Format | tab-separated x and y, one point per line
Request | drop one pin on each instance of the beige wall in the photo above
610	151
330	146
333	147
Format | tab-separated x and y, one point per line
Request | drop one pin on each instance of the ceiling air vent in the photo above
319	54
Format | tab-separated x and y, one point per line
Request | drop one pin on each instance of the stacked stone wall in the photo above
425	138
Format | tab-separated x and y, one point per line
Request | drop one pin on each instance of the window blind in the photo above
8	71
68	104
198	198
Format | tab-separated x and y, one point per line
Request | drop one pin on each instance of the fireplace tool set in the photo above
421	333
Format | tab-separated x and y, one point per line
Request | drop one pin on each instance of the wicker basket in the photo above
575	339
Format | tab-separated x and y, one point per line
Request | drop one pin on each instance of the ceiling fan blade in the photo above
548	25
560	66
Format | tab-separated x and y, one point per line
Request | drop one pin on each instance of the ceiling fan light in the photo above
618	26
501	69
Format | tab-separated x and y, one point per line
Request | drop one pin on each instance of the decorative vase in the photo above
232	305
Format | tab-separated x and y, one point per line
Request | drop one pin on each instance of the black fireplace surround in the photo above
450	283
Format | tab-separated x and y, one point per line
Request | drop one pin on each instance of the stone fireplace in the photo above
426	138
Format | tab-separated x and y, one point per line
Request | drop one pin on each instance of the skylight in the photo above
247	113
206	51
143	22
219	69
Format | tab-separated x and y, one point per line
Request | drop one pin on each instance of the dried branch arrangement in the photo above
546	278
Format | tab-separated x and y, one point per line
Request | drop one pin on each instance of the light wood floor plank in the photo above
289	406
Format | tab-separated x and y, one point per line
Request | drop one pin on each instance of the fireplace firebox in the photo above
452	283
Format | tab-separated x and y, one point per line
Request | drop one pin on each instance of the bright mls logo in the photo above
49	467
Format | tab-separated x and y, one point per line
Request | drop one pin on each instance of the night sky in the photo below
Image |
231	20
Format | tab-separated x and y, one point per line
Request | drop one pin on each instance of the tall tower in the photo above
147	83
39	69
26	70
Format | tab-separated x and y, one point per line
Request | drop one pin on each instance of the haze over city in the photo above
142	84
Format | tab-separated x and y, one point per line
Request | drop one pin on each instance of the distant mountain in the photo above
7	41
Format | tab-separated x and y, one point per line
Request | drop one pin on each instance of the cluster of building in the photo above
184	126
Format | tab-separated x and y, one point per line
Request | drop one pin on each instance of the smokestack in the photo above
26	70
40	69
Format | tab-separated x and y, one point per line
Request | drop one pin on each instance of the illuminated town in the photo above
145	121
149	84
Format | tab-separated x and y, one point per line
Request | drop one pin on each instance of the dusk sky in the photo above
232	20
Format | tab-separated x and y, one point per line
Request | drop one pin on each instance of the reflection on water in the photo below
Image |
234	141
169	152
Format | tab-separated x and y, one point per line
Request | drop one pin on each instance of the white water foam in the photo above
━━━━━━━━━━━━━━━━━━━━━━━━━━━━━━
### [Task to complete]
Reproduce the material verbatim, line by line.

### [Full output]
Format | tab-separated x and y, one point per line
Request | drop one pin on each instance of the beige wall in the photo above
610	151
330	146
333	147
Format | tab-separated x and y, one point per line
Request | drop one pin on each instance of the ceiling air vent in the photo above
319	54
Format | tab-separated x and y, one point per line
Request | drop one pin on each instance of the stacked stone wall in the photo above
425	138
Format | tab-separated x and y, one point per line
Request | drop one pin on each instance of the window blind in the photo above
8	71
68	104
198	198
Format | tab-separated x and y, one point per line
Request | drop one pin on each instance of the fireplace tool set in the photo above
421	333
Format | tab-separated x and y, one point per line
Request | drop one pin on each instance of the wicker basket in the photo above
575	339
Format | tab-separated x and y, one point per line
Request | drop one pin on each instance of the ceiling fan blade in the photo above
548	25
560	66
Format | tab-separated x and y, one point per line
Request | drop one pin on each instance of the ceiling fan light in the photo above
618	26
501	69
Format | tab-separated x and y, one point per line
Request | drop one pin on each instance of the decorative vase in the photo above
232	305
Format | tab-separated x and y, one point per line
Request | drop one pin on each instance of the black fireplace surround in the photo above
450	283
Format | tab-separated x and y, one point per line
Request | drop one pin on each instance of the stone fireplace in the photo above
426	138
Format | tab-separated x and y, one point per line
Request | drop one pin on each instance of the skylight in the photo above
247	113
206	51
143	22
219	69
Format | tab-separated x and y, one point per line
Request | drop one pin on each instance of the dried branch arrangement in the photo above
546	278
Format | tab-separated x and y, one point per line
Request | drop one pin on each instance of the light wood floor plank in the photo above
289	406
Format | tab-separated x and y, one point per line
Request | drop one pin on each instance of the fireplace firebox in the photo above
452	283
Format | tab-separated x and y, one point per line
Request | drop one pin on each instance of the bright mls logo in the photo above
49	467
Format | tab-separated x and y, one point per line
Request | drop one pin on each instance of the night sky in the photo below
Image |
231	20
Format | tab-separated x and y, one point per line
Request | drop one pin on each instance of the tall tower in the photo above
147	83
39	69
26	70
Format | tab-separated x and y, one point per line
Request | drop one pin on each instance of the haze over city in the photo above
142	84
Format | tab-separated x and y, one point per line
Request | drop one pin on each instance of the distant mountain in the photo above
7	41
Format | tab-separated x and y, one point per line
Request | drop one pin on each instance of the cluster of building in the photo above
184	126
Format | tab-separated x and y, one point per line
Request | drop one pin on each instance of the smokestack in the photo above
26	70
40	69
Format | tab-separated x and y, one point per line
Request | drop one pin on each instance of the illuminated town in the photo above
145	121
149	84
Format | tab-separated x and y, one point per line
Request | drop one pin on each instance of the dusk sky in the photo above
232	20
Format | tab-separated x and y, one point per line
Request | drop one pin on each instance of the reflection on water in the photo below
Image |
234	141
169	152
Format | tab-separated x and y, one point per line
Request | drop one pin on each instance of the white water foam in the photo above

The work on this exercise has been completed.